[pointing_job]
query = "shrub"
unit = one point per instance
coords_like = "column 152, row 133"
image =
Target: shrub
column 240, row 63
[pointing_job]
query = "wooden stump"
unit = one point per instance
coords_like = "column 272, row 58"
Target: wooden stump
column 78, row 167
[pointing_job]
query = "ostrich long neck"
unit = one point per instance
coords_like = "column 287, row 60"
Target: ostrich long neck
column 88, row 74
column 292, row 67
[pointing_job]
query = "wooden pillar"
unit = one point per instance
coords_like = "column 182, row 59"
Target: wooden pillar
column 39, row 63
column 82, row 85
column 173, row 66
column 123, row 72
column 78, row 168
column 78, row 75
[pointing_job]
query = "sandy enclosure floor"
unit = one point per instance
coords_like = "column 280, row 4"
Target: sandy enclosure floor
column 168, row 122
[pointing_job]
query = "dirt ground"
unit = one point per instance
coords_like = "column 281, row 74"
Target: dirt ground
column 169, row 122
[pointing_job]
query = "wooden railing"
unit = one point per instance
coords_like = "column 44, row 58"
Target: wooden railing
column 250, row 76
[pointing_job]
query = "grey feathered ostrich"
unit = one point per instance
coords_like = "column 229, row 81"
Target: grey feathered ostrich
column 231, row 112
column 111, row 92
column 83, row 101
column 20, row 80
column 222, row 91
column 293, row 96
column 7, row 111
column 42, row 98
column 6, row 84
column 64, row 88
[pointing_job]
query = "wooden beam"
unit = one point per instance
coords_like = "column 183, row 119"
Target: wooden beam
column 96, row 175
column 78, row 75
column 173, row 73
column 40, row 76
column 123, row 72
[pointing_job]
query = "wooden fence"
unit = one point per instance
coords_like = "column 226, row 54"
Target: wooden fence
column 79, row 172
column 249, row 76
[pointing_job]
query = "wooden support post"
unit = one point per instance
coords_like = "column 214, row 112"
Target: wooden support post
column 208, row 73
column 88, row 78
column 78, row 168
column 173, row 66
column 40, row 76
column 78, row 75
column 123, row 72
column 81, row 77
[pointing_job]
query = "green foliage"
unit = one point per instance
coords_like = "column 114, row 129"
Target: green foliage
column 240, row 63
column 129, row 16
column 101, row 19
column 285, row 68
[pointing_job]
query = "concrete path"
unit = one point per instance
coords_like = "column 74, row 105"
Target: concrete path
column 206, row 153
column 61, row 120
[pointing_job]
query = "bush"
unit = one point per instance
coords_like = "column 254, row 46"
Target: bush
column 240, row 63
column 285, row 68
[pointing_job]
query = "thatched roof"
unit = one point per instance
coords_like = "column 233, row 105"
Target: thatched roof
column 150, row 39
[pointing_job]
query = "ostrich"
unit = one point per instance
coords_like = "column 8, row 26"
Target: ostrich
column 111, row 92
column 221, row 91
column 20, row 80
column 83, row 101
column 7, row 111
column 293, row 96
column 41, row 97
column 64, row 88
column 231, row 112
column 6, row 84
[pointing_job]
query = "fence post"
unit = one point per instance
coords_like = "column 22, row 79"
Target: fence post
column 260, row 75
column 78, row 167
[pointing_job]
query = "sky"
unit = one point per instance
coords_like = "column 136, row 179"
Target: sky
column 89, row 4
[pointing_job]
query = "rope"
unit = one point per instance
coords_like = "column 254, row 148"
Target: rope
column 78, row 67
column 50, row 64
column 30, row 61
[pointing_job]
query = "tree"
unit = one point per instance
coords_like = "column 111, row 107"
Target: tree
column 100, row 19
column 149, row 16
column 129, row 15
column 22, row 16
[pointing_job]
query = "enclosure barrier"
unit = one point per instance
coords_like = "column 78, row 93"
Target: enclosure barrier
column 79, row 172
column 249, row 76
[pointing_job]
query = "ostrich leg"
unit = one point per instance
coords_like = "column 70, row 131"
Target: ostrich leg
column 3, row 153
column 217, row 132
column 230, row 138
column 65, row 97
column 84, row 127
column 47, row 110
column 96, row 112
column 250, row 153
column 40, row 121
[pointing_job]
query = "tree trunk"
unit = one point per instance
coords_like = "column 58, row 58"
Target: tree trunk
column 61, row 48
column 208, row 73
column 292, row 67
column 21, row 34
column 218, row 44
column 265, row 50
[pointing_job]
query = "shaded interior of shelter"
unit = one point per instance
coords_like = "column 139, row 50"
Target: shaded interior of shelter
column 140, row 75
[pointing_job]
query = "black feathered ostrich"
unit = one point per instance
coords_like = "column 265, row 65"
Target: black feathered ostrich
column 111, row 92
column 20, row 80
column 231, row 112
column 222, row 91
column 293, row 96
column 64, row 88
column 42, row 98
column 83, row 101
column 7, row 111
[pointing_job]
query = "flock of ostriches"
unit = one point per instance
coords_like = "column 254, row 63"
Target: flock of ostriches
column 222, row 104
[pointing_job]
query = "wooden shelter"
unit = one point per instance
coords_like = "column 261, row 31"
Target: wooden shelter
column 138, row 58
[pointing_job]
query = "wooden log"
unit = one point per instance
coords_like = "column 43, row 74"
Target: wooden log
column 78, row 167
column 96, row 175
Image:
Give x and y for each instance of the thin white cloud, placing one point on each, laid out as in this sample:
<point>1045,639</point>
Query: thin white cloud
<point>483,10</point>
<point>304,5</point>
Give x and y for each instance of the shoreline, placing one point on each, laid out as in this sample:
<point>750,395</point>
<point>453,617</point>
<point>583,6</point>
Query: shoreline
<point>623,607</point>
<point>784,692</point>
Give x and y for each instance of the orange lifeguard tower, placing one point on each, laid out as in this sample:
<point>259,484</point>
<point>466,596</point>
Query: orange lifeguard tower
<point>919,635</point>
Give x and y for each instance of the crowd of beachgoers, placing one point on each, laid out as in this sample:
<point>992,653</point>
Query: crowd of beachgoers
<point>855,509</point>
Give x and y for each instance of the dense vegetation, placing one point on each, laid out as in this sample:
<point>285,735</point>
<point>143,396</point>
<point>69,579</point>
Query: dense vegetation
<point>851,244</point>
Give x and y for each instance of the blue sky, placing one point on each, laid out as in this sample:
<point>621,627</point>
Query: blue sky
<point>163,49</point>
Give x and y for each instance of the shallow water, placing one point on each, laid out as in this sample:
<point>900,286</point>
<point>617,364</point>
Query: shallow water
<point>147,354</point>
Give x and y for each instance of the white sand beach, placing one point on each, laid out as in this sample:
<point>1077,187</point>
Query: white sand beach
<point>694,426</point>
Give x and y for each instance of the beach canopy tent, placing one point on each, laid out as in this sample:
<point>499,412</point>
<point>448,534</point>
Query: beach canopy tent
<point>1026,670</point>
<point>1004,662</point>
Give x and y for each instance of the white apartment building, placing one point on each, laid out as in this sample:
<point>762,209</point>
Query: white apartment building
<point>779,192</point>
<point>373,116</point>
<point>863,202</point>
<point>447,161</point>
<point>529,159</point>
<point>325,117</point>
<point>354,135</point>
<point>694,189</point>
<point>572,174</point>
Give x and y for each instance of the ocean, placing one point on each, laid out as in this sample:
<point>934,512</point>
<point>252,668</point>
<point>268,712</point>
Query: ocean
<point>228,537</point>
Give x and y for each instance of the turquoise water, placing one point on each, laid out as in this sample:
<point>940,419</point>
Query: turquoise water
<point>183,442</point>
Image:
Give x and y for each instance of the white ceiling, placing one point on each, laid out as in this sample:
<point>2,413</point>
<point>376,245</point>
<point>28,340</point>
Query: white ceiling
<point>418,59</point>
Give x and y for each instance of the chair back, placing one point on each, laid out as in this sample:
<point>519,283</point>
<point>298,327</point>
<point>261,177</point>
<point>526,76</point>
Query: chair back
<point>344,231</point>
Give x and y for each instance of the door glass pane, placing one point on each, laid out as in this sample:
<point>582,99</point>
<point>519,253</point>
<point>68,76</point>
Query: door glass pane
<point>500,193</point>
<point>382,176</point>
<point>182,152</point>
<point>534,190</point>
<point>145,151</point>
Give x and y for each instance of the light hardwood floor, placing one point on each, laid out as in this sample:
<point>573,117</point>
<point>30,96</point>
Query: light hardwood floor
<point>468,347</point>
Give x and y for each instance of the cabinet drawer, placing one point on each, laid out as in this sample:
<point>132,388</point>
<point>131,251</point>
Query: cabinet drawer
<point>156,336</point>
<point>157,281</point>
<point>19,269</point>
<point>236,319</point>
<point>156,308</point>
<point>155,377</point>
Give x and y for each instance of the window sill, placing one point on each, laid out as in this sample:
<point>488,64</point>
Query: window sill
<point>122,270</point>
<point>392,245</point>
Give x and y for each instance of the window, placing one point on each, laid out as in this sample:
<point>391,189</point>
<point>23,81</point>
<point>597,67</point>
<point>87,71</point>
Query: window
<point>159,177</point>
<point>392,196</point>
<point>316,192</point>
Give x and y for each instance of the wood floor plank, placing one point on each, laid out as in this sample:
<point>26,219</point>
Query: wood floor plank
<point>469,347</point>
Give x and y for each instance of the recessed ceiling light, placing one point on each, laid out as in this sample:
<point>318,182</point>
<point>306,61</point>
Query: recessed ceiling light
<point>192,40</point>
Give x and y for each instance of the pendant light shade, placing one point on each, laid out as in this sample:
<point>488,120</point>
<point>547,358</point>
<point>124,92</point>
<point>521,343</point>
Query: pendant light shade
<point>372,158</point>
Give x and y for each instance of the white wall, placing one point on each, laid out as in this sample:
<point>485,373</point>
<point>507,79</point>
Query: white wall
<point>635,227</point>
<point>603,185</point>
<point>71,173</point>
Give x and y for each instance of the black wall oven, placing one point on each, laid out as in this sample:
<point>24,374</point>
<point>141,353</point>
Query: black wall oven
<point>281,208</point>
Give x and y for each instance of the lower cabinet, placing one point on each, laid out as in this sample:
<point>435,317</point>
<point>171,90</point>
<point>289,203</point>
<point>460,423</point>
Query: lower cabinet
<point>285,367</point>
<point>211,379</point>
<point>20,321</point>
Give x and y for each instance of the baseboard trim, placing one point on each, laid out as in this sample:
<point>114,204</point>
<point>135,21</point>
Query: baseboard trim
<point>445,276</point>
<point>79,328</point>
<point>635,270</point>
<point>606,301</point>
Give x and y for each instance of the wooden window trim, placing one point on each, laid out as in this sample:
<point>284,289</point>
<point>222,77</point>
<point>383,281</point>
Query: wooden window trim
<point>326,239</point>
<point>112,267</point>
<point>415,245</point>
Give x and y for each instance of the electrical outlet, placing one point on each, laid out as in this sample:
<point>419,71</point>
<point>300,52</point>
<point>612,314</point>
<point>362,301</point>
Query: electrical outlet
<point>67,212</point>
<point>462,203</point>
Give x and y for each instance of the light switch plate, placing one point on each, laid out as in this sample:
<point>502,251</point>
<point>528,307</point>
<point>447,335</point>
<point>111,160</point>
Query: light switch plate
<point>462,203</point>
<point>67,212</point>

**Problem to work on:**
Above are the records; from them, give again exactly the lines from the one containing "<point>383,281</point>" through the one containing "<point>362,301</point>", both included.

**Exercise answer:**
<point>383,281</point>
Query: wooden window trim
<point>326,239</point>
<point>112,267</point>
<point>415,245</point>
Give x and y for each instance of the electrical outlet, placing one point on each, laid out as in this sample:
<point>419,71</point>
<point>300,52</point>
<point>612,314</point>
<point>362,301</point>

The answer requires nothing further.